» READING PASSAGE
--- begin ---
Suffolk Police warn, for the umpteenth time, about a current scam: the con artist rings up your landline claiming to be from the police or your bank telling you about suspicious financial activity on your account. They invite you to ring them back (using the 101 number or the number on your bank card depending who they’re claiming to be) but when you hang up they don’t – instead they play you a recording of a dial tone. When you pick up the phone and dial the new number you’re actually still connected to the original caller, so they then manage to con people into trusting them with financial info. So if you get that sort of call, ring back from your mobile or someone else’s landline (or leave it a while before you call from your own). People are scum 🙁

Cadence looks like an intriguing game, from the trailer.

“Generation V” by M L Brennan looks like an interesting book, sadly not in the library here tho.

And on the subject of books, I found an excuse for a notebook – I bought a book on Islamic geometric patterns and how to draw them with only a straight edge and compass (and pencil and pen). The first one I drew is this (photo on G+).

TV programmes/serieses I’m starting to record this week:

  • Fossil Wonderlands: Nature’s Hidden Treasures – three programmes about fossil beds, presented by Richard Fortey who did Survivors which we watched just recently (post)
  • How to Get Ahead – history series about how to get ahead at court.
  • The Plantagenets – three part series about the Plantagenet kings, presented by Robert Bartlett who’s done some other programmes I liked (and I have a couple of his books).
  • Hidden Histories – one-off programme about WW1 photographs taken by soldiers.
--- end ---
» MATERIAL SUPPLIED
--- begin ---
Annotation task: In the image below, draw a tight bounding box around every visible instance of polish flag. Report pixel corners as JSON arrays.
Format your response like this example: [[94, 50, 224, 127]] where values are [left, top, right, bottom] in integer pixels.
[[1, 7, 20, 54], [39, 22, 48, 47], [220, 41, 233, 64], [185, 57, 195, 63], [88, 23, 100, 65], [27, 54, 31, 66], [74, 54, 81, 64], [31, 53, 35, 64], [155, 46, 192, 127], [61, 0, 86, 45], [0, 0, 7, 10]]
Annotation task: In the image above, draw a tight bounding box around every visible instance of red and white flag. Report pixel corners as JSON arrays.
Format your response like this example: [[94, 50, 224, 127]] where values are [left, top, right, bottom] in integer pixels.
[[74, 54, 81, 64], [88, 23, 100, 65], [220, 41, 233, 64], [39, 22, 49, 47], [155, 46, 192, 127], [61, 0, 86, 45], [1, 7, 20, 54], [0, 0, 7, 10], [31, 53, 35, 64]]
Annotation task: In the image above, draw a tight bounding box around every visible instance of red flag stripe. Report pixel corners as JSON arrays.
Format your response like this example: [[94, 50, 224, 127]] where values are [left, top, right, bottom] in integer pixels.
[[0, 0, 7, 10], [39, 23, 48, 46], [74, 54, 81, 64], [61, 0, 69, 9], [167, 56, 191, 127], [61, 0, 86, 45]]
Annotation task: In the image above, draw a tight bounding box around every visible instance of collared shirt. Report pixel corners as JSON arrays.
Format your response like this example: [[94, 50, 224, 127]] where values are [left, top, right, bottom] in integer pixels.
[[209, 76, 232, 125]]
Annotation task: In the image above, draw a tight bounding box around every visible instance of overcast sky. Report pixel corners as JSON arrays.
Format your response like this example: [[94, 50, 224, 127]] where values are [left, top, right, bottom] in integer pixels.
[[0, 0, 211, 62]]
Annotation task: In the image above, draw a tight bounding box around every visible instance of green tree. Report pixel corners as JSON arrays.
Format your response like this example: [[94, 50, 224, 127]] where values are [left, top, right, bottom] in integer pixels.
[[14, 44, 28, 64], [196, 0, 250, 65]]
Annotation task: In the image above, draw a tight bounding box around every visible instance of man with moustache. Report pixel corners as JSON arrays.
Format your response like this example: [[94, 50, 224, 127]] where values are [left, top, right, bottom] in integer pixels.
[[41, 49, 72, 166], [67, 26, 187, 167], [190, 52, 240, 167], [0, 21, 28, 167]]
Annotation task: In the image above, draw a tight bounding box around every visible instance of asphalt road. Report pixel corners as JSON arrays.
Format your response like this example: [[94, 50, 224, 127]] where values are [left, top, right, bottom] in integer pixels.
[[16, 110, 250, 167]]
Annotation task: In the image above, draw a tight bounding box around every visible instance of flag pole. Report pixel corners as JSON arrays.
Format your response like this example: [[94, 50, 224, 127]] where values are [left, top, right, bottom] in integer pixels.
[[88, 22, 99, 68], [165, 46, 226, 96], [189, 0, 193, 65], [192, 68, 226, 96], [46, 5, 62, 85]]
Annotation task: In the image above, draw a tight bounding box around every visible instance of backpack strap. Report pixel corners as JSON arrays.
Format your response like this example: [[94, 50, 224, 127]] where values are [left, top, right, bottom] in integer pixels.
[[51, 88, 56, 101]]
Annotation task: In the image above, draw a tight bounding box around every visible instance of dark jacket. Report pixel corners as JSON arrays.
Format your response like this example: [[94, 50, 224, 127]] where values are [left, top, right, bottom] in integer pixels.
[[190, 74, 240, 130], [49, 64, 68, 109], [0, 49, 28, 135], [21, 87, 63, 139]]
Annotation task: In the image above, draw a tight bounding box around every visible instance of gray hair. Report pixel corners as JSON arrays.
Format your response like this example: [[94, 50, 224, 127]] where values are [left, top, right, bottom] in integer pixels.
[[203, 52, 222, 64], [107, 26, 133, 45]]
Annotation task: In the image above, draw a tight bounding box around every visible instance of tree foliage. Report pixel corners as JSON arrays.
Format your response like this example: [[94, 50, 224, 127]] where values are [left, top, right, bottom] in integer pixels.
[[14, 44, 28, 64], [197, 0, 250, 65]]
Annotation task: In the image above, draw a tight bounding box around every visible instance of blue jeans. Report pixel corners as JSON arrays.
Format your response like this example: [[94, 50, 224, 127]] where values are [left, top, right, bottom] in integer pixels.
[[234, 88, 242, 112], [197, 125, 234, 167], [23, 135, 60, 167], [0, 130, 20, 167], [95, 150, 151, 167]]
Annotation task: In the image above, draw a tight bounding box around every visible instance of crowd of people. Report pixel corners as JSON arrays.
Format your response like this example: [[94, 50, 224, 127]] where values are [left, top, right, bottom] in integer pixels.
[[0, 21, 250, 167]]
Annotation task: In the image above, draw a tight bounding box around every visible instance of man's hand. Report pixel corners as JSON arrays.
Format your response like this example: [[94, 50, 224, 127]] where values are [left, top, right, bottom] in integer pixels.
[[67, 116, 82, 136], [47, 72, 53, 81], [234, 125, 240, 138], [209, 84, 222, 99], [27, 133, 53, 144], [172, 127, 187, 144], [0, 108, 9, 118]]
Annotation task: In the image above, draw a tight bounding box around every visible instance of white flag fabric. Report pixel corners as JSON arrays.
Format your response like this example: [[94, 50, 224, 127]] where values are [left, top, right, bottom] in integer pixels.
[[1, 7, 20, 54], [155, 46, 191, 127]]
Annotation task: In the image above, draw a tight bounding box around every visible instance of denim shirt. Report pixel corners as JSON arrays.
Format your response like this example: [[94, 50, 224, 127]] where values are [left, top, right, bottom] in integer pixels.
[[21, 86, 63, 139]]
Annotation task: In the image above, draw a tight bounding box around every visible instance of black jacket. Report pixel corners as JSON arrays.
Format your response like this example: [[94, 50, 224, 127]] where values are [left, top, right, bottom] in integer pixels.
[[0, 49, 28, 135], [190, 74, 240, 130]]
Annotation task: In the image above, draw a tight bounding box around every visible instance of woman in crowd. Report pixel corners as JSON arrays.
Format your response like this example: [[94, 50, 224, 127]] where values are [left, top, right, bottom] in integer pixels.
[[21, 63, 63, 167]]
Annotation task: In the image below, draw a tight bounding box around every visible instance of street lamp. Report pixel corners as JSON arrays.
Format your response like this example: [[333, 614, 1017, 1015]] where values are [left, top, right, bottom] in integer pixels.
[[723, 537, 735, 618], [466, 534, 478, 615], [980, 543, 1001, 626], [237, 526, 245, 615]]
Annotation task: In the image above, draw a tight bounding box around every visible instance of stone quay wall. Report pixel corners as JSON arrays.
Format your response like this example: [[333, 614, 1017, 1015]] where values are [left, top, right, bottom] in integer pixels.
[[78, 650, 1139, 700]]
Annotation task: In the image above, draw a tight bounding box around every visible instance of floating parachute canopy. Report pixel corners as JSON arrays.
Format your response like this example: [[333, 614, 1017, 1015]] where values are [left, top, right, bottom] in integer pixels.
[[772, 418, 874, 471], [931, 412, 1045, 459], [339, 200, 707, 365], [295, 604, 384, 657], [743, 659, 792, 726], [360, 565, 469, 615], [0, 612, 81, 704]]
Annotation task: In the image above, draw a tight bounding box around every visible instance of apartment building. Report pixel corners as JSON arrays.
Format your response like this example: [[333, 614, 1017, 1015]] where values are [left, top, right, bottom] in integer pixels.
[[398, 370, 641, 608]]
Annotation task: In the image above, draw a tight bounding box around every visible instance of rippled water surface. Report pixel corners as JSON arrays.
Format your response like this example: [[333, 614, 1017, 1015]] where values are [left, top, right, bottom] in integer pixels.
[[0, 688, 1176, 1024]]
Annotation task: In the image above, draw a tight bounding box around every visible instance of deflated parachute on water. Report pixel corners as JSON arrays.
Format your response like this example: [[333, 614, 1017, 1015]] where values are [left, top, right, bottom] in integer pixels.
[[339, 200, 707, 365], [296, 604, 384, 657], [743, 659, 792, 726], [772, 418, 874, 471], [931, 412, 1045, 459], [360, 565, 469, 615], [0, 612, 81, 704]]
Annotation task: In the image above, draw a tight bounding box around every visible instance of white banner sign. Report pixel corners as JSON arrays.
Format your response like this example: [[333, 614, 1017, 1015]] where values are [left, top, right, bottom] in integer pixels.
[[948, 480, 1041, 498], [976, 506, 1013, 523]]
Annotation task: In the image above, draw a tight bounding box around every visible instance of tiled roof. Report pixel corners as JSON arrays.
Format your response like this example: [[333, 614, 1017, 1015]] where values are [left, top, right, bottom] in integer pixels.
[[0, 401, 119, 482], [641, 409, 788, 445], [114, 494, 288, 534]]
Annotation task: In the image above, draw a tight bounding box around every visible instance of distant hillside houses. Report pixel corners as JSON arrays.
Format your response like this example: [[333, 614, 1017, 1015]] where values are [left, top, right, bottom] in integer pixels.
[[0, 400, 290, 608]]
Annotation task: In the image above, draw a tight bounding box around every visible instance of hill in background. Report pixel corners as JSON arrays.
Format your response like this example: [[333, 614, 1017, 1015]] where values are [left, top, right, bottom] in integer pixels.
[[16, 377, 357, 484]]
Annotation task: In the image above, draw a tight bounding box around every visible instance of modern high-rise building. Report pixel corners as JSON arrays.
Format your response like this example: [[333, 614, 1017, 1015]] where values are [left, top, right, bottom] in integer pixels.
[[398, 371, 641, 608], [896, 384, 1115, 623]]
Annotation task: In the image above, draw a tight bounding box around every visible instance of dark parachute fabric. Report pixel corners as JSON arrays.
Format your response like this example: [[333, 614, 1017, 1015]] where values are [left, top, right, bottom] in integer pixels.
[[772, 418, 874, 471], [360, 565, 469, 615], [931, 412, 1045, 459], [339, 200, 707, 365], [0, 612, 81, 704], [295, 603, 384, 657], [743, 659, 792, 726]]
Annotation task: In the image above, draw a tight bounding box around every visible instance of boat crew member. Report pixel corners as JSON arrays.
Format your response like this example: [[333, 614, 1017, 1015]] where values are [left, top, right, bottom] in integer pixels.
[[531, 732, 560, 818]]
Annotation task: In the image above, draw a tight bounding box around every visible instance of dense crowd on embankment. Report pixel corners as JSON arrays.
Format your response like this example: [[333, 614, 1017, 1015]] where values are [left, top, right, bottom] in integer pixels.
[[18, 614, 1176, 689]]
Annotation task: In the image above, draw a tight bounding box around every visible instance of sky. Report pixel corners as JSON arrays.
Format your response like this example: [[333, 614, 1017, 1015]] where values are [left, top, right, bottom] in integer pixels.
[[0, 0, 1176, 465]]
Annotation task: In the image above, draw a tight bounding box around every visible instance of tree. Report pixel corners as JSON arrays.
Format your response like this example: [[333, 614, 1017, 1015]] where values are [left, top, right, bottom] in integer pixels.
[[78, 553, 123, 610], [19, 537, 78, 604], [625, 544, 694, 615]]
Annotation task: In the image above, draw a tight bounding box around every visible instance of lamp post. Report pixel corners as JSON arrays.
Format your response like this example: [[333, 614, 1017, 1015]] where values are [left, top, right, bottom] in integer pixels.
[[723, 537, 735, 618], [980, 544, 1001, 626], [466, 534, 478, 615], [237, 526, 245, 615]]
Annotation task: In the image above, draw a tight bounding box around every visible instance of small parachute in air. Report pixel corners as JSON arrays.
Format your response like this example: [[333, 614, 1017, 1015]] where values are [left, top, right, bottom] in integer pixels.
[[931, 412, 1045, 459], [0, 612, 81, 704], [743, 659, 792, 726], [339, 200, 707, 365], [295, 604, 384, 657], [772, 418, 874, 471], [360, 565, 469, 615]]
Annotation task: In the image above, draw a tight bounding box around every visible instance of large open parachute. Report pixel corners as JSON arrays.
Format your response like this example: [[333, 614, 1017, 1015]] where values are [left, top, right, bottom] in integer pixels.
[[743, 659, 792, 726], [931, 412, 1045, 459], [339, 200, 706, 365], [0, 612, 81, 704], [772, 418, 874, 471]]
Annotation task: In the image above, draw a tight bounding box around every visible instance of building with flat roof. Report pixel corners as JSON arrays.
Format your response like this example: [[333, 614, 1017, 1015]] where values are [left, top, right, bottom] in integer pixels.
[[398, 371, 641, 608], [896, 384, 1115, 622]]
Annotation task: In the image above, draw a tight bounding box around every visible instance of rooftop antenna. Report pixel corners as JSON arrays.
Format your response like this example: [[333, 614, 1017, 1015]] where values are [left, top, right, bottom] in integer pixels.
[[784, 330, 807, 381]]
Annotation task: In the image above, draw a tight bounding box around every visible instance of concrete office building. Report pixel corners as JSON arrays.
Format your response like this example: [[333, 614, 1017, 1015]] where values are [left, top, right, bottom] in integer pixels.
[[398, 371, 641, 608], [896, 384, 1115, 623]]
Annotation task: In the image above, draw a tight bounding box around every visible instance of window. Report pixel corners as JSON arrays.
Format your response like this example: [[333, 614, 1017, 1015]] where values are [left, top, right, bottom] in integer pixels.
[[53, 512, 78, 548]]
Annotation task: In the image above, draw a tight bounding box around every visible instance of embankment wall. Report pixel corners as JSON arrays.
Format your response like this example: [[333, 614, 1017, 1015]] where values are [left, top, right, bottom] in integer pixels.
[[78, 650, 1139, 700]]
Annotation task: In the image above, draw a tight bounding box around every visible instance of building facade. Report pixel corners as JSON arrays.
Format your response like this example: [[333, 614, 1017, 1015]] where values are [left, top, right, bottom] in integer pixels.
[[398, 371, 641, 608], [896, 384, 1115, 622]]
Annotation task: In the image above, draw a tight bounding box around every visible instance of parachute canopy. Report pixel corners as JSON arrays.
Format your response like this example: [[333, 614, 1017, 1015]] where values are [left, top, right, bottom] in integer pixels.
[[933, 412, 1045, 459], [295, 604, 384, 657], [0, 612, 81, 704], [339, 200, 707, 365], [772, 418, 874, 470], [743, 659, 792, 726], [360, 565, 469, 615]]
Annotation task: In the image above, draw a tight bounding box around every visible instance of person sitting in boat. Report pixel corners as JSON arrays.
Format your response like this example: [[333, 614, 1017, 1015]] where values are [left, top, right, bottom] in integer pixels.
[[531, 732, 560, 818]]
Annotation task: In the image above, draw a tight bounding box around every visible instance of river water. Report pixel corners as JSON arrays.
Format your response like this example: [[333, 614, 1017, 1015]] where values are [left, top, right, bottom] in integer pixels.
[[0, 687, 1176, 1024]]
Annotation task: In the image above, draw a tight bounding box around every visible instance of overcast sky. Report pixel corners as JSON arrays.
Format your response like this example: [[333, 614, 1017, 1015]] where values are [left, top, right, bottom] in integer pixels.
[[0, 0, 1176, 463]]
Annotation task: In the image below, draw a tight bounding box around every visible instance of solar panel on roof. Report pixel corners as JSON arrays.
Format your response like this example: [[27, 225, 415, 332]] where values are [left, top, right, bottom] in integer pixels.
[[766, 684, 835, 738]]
--- end ---
» PROBLEMS TO SOLVE
[1] In the blog post, rewrite the passage from "And on the subject" up to and including "(photo on G+).", replacing "compass" with "protractor".
[2] Why does the blog post advise calling back from a mobile or someone else's landline after a suspicious call about your account?

» LIST OF SOLUTIONS
[1]
And on the subject of books, I found an excuse for a notebook – I bought a book on Islamic geometric patterns and how to draw them with only a straight edge and protractor (and pencil and pen). The first one I drew is this (photo on G+).

[2] The scammer doesn't hang up when you do and plays a recording of a dial tone instead. If you dial the new number from your own landline, you're still connected to the original caller, who can then con you into handing over financial information.